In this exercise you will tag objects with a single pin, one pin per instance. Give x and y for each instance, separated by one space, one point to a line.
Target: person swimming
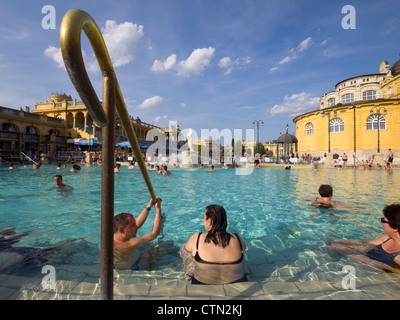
214 257
383 252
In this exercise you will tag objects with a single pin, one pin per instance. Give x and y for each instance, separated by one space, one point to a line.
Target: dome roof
395 69
287 138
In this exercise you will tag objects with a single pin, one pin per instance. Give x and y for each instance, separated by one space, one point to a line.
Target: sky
203 64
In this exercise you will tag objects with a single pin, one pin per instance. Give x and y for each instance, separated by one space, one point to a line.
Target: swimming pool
283 233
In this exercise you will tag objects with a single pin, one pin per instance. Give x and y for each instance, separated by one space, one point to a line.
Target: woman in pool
217 256
383 252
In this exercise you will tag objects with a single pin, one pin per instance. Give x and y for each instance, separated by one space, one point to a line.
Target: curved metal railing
72 25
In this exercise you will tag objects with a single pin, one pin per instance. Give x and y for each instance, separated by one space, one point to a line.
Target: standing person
390 158
326 193
383 252
126 227
218 256
165 171
60 185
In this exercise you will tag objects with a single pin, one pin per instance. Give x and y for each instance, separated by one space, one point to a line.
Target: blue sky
204 63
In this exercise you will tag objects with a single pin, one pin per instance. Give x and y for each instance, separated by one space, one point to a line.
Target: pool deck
158 285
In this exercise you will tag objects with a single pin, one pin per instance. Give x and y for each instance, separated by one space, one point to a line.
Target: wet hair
217 234
392 213
121 219
325 190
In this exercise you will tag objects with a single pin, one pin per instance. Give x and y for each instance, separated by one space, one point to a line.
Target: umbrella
88 142
125 144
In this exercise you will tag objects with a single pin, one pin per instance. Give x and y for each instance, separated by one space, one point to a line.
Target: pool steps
157 285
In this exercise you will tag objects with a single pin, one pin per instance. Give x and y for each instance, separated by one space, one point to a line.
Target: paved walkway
150 286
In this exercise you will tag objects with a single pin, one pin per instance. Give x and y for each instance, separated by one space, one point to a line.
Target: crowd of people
216 256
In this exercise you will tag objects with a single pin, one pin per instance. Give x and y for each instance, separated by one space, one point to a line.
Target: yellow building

━━━━

▶ _Work required_: Set each line of the records down exactly, leaving every picture out.

▶ _The output_:
In this exercise you will tag objects with a single pin, one pin per instance. Give x and y for each instance, separated by one space, one point to a line.
Target: person swimming
214 257
383 252
In this exercise you will tag objects with a single pin, one pin per instance. Give x and y for each instance, separated by one space, one point to a line.
Target: dome roof
395 69
287 138
In this exercise you will tag objects with a single pin, one pin per instance. Give x and y for each instance, separated by one space, one point to a line.
Target: sky
203 64
In this exercise you will tag objects with a single pin, one pin per instance. Give x and y for each instance, separated by one space, one point to a line.
Target: swimming pool
283 233
In this exercise you will tag objects with a single pin, one pin per instance. Give x and y for each instance, separated by one space, one point to a line.
Target: woman in pool
217 256
383 252
In this exercise you will tag objects with a single pin, one pin per instance. Give x and y for each instance, separated by one space, one point to a line.
Target: curved metal railing
72 25
In this exercise you will tag objects with a single pin, one pin per instance. Give x and y for each instance, separated by one space, one point to a line.
Target: standing person
390 158
326 193
383 252
126 227
218 256
165 171
60 185
In this exercise you will tag objects with a single pin, one pin per instance. Give x and y for each instance, separated by one space, one point to a line.
Target: blue sky
204 63
In this exercise you will tag objects with a single pin, one pin per instance. Give x and y for each instance, separated by one space, one point to a line.
Target: pool deck
158 285
In this exercise you will tag objects with a single pin, one pin per instance. Give x and y for each instance, separated by one space, one point to a line.
Target: wet hair
217 234
392 213
121 219
325 190
In this exercise you will tag objects with a single pin, one pin per instance. Give x and y for each instance, separated by one space, one point to a line.
Target: umbrella
88 142
125 144
In this exercise you will tag objects with a single pin, one pin per instance. Give x and y for each instance, separated by one space, one point to a line.
Target: pool steps
157 285
In this exercise you will tag objects with a single pin, one pin per instance. Give x and y for each instance, separated by one space, one point to a line.
Target: paved walkway
150 286
In this exercise you will tag objects with a single pin, one pin per instance. Give x and y for each instance, separated by one space, one point to a line.
Target: crowd of people
216 256
In this exercise you will tag objects with a single pin, one pin per instance. Give x and y for each instance, separated by one space, one point to a line.
Target: yellow building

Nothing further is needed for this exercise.